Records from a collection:
----------------------------------------

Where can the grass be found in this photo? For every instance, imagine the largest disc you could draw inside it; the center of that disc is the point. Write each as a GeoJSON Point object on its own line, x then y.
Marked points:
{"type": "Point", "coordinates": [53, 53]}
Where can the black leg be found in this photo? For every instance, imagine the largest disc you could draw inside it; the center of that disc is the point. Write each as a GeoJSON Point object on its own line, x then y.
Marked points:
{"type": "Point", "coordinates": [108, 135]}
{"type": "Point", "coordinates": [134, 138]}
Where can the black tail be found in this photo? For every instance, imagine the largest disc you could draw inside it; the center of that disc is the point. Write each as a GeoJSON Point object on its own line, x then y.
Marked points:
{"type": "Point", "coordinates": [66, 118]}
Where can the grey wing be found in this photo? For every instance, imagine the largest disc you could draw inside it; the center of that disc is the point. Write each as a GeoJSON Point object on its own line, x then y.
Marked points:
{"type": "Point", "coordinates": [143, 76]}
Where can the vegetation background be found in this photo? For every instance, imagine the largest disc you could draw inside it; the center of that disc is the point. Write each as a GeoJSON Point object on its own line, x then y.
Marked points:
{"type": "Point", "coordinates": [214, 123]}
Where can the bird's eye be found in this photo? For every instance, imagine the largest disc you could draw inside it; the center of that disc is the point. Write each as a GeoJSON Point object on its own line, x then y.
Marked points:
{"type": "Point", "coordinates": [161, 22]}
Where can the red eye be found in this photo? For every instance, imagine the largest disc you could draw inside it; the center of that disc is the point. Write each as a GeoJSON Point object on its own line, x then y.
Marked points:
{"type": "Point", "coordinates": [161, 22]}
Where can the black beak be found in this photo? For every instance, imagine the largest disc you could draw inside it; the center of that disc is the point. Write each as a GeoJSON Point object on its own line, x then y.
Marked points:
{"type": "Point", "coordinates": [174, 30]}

----------------------------------------

* _Directions for this task_:
Word for word, give back all the lines above.

* _Answer section_:
Where can the grass be found in this photo? For every instance, imagine the largest disc you could draw inside it; the center of that disc is the point. Write each as a GeoJSON Point object on its own line, x then y.
Marked points:
{"type": "Point", "coordinates": [53, 53]}
Where can the black leg be found in this photo? For every instance, imagine the largest disc you could draw inside it; the center of that disc is the point. Write each as a GeoJSON Point object on its own line, x then y.
Marked points:
{"type": "Point", "coordinates": [108, 135]}
{"type": "Point", "coordinates": [134, 138]}
Where can the black tail be found in this photo? For every instance, imagine the largest disc you could draw inside it; the center of that disc is the point. Write each as a GeoJSON Point object on its own line, x then y.
Marked points:
{"type": "Point", "coordinates": [66, 118]}
Where can the grey wing be found in this photo? For every instance, imagine the largest disc you could draw inside it; the center of that disc is the point. Write each as a GeoJSON Point object on its own line, x then y.
Marked points:
{"type": "Point", "coordinates": [143, 76]}
Where can the vegetation background be found in this photo? For every instance, imagine the largest disc you could draw inside it; the center of that disc is the point. Write each as a GeoJSON Point object on its own line, x then y.
Marked points:
{"type": "Point", "coordinates": [214, 123]}
Where can the bird's eye be found in this photo? For every instance, imagine the largest disc you could draw inside it; the center of that disc is the point. Write each as a GeoJSON Point object on its own line, x then y.
Marked points:
{"type": "Point", "coordinates": [161, 22]}
Where can the red eye be found in this photo? For every instance, imagine the largest disc you could draw inside it; the center of that disc is the point. Write each as a GeoJSON Point object on its own line, x then y.
Marked points:
{"type": "Point", "coordinates": [161, 22]}
Where can the black beak be found in this photo? For every instance, imagine the largest disc you could draw inside it; the center of that disc is the point. Write each as a GeoJSON Point object on its own line, x then y.
Marked points:
{"type": "Point", "coordinates": [174, 30]}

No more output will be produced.